* _THE DATA_:

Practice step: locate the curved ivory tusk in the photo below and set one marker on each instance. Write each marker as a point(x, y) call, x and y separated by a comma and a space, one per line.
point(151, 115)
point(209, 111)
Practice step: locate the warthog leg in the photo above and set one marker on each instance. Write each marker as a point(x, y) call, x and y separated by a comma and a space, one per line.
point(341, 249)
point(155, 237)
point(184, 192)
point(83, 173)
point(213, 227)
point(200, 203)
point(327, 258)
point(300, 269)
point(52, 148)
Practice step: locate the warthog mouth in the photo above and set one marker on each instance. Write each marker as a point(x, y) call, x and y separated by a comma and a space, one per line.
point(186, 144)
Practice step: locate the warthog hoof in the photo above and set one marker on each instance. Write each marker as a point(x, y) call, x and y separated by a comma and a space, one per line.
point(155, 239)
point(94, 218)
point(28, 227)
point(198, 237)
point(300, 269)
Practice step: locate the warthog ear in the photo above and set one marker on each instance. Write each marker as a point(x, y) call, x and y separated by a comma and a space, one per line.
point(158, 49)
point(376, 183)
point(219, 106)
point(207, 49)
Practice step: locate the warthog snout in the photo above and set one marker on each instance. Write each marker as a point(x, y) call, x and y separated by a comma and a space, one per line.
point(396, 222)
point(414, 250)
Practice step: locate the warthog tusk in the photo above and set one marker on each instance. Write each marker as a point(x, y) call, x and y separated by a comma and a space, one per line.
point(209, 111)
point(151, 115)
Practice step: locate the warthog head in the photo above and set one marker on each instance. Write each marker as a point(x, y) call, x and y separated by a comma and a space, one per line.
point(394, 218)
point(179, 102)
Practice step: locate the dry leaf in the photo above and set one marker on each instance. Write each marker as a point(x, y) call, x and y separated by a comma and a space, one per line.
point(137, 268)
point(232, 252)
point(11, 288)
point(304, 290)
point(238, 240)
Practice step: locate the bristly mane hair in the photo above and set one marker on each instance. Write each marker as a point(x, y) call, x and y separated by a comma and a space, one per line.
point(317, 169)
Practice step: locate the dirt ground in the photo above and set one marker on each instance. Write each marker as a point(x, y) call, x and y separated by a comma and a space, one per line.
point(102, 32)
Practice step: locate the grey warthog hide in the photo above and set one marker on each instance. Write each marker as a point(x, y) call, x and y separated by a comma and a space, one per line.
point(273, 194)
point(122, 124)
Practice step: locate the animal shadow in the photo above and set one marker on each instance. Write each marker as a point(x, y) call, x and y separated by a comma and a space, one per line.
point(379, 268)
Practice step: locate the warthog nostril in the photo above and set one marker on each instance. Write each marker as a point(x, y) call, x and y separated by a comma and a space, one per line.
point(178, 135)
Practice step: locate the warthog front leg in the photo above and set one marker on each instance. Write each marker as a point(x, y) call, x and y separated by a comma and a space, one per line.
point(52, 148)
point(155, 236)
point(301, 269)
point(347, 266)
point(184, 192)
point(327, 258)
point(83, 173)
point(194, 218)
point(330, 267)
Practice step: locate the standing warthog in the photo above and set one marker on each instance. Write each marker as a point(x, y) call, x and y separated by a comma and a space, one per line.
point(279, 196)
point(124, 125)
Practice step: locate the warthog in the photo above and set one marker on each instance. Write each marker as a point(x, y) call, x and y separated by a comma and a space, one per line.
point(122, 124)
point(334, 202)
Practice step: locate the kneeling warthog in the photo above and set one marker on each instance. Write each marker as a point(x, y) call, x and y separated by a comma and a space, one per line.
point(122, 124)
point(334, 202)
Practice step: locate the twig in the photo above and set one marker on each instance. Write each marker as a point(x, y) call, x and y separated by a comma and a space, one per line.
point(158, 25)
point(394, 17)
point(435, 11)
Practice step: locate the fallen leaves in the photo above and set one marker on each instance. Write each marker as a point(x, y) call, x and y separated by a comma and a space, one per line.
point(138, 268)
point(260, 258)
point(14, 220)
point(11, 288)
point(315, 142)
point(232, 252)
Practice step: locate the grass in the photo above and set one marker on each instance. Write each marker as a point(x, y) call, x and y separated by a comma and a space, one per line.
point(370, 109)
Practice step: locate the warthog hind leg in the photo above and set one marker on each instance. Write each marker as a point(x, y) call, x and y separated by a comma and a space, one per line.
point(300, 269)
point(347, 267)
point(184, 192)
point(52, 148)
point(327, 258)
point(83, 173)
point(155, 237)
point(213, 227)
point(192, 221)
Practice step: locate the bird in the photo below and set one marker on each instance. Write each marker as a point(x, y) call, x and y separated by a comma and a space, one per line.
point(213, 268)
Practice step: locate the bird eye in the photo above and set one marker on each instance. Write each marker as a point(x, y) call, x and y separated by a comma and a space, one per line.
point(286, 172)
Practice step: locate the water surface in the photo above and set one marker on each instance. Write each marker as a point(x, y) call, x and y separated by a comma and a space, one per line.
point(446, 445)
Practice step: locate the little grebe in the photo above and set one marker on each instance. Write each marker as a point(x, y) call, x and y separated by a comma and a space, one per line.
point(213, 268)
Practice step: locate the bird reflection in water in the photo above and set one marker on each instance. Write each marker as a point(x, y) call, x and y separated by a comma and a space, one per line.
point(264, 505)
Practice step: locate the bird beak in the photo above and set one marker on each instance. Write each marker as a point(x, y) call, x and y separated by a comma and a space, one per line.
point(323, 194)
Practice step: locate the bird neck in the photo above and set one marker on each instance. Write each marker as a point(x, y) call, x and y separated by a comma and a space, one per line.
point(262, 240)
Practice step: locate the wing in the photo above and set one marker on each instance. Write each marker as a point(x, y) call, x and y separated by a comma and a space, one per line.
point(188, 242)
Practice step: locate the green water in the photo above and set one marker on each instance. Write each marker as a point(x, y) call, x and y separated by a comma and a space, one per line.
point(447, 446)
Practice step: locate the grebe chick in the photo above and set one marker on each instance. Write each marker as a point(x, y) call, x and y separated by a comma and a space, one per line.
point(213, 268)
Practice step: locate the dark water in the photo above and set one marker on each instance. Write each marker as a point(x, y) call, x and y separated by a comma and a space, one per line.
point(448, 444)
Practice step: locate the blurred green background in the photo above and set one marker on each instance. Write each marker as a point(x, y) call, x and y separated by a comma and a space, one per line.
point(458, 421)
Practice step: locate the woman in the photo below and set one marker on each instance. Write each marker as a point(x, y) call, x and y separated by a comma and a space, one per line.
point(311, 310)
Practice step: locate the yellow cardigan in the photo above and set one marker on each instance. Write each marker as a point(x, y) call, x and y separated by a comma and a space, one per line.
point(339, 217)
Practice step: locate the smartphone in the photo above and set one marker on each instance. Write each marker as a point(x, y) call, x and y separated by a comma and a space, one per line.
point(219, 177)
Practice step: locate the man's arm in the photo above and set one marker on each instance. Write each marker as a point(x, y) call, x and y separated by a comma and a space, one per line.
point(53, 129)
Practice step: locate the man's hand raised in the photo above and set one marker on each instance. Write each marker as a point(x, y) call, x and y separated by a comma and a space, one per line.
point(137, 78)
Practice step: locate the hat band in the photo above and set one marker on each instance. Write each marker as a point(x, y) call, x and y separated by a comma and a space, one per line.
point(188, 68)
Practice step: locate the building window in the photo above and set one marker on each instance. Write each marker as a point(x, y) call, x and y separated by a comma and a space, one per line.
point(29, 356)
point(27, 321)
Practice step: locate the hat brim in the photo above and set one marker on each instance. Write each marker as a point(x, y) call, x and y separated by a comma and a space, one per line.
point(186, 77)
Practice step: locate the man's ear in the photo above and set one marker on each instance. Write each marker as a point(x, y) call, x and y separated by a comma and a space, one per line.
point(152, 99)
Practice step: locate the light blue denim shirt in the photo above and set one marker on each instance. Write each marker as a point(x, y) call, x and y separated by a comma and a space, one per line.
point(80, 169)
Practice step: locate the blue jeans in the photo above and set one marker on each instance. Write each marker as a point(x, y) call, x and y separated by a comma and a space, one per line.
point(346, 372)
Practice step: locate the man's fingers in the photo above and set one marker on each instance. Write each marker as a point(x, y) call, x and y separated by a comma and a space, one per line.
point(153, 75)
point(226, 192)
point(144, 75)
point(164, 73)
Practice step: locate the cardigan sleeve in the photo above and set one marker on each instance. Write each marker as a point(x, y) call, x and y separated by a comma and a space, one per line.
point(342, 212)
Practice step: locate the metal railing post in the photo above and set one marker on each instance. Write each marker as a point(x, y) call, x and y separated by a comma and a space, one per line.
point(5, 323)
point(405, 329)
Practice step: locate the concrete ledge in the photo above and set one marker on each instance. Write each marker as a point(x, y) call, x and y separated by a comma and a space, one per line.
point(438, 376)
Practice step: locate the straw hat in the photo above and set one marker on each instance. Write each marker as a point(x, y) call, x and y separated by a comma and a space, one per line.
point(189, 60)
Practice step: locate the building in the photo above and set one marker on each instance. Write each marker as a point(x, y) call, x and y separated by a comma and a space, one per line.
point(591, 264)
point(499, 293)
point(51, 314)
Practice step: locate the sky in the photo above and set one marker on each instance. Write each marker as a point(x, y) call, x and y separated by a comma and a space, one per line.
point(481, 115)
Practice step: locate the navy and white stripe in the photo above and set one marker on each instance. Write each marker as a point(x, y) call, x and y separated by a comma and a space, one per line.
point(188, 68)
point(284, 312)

* _ACTIVITY_:
Write out only those lines of the entries that lie between the line containing "Practice step: locate the navy" and the last line, inclusive, reproducing them exactly.

* _TASK ANSWER_:
Practice step: locate the navy and white stripe in the photo above and set one marker on each instance. Write each marker as a point(x, y) call, x and y separated by a comma and a space, one per line.
point(188, 68)
point(284, 312)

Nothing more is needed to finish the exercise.